### Instruction
All of the lines below are to be printed again exactly; images are excluded from the output.

Object point labels

◆ ◆ ◆ ◆ ◆

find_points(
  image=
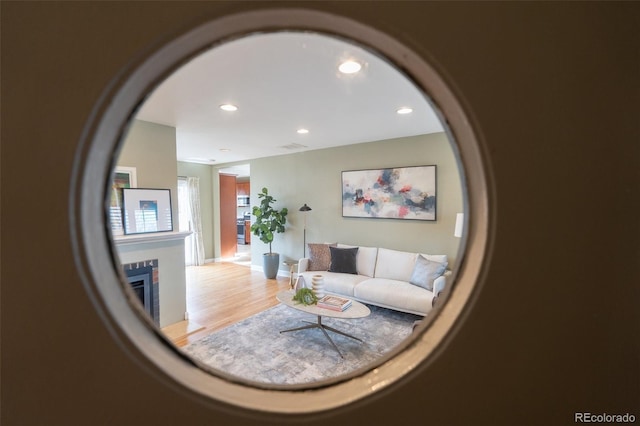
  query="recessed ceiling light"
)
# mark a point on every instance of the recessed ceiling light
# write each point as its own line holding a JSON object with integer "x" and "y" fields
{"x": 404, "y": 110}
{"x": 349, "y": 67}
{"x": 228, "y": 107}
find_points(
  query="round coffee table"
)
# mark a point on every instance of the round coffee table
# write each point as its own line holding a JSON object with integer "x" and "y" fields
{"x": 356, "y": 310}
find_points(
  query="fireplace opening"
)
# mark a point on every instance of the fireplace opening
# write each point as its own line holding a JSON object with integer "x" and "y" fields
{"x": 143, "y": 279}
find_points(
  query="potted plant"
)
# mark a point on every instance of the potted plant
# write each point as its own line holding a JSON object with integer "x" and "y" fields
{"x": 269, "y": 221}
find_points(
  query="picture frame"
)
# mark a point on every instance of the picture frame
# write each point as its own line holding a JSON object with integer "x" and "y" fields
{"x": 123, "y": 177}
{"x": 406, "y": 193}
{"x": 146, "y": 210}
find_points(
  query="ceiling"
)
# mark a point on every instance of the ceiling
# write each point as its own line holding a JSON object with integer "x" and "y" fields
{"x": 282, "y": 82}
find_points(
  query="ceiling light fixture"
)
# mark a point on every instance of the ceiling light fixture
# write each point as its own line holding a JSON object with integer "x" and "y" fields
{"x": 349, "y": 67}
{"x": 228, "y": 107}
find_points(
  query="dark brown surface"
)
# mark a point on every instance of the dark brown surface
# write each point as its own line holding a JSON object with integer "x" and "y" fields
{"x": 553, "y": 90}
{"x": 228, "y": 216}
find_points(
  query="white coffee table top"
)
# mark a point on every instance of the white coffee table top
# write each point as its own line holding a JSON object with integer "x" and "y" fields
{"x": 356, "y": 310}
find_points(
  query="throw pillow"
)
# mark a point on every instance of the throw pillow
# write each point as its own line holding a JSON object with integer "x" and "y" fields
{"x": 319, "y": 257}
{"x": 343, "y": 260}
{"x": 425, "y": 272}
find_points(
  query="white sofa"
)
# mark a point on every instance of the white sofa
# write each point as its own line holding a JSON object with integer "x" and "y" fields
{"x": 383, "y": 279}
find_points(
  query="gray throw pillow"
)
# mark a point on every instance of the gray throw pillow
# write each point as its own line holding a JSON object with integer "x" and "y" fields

◆ ◆ ◆ ◆ ◆

### Result for this task
find_points(
  image=
  query="recessed ceiling light"
)
# mark a point on every instance of the recessed ceiling light
# write each point as its own line holding a JSON object with integer "x" and "y" fields
{"x": 404, "y": 110}
{"x": 349, "y": 67}
{"x": 228, "y": 107}
find_points(
  query="round coffee table"
)
# mark a point on every instance of the round coffee table
# write each point as its own line holding a JSON object with integer "x" and "y" fields
{"x": 356, "y": 310}
find_points(
  query="fireplace opening"
)
# mark a point on every instance of the fireplace opening
# write each point as its own line holding a JSON object with integer "x" and "y" fields
{"x": 143, "y": 279}
find_points(
  query="potted plant"
)
# mark a point on every instance of the potted plant
# write each point as its own line holding a JSON object with integer "x" and "y" fields
{"x": 269, "y": 221}
find_points(
  query="picture frame"
)
# mark a point on every instance of the picture frame
# write each point as its own line holding a JSON object with integer "x" and "y" fields
{"x": 123, "y": 177}
{"x": 406, "y": 193}
{"x": 146, "y": 210}
find_points(
  query="ceiling"
)
# mark a point on every instance of the ceiling
# write each point as its own line holding a JSON object with integer "x" and "y" fields
{"x": 282, "y": 82}
find_points(
  query="ceiling light fixture"
)
# mark a point on every instance of the ceiling light fixture
# write each point as its own line holding a JSON object with integer "x" and "y" fields
{"x": 349, "y": 67}
{"x": 228, "y": 107}
find_points(
  query="dark brown surface"
)
# mark a point on every instance of the dark brown surface
# write each point as its own line holding a JSON object with integer "x" and "y" fields
{"x": 553, "y": 90}
{"x": 228, "y": 216}
find_points(
  query="white coffee table top"
)
# mark a point on every instance of the white coffee table top
# write each point as its own line holding a JSON object with integer "x" and "y" fields
{"x": 356, "y": 310}
find_points(
  query="throw pillow"
)
# mark a point on every instance of the throw pillow
# write each point as its own line holding a JSON object with integer "x" and "y" fields
{"x": 319, "y": 257}
{"x": 343, "y": 260}
{"x": 425, "y": 272}
find_points(
  query="white sofa"
)
# mark a point on every instance of the white sofa
# write each point as its own line holding a JSON object with integer "x" and "y" fields
{"x": 383, "y": 279}
find_points(
  query="gray throw pillow"
)
# mark a point on every instance of the gray throw pillow
# write each point as its own line holding a JSON object with integer "x" and "y" fields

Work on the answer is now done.